**AIM OF THE TASK:**
Print the listing once more, exactly as it stands.

***** GIVEN INFORMATION

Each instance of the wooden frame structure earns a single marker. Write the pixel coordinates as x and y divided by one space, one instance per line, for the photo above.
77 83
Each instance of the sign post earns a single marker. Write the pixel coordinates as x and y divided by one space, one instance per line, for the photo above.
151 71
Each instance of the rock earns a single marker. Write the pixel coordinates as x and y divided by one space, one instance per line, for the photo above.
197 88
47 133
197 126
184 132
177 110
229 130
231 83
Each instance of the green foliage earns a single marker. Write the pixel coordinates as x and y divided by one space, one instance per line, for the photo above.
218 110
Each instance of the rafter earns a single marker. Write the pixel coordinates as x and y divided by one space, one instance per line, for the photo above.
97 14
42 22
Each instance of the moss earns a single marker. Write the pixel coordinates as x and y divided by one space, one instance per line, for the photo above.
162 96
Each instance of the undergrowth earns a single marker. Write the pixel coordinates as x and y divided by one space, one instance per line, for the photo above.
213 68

**********

**WRITTEN REPLY:**
Each instance of the wooden frame structure earns a single marker. Write the pixel coordinates as x and y divided by one space, one instance per line, for the photo above.
77 83
Each instance of the sign post earns a single marker. Write the pixel coordinates as x and y divided by one space, one instance per line, for the photo above.
151 71
Each instance of the rock earns a single marker. Write the pixel coordinates as x and y divided by one space, one instance per line, for the photo above.
197 88
47 133
197 126
184 132
177 110
229 130
231 83
Each instance of the green foliage earns a single marker. Write the pixel coordinates as x and y divided by one space, one instance per line, for the photo above.
218 110
Each instance of the rafter earns a single marker. Write the pixel coordinates as x and y divided by one space, one instance per line, for the photo above.
97 14
42 22
Each instance of the moss earns a single marker. Write the pixel coordinates as x and y divided by one space, one instance per line, for the photo above.
162 96
Each instance of the undergrowth earns a single marker. Write the pixel coordinates as x and y divided by one space, one instance per line, for the photo above.
213 68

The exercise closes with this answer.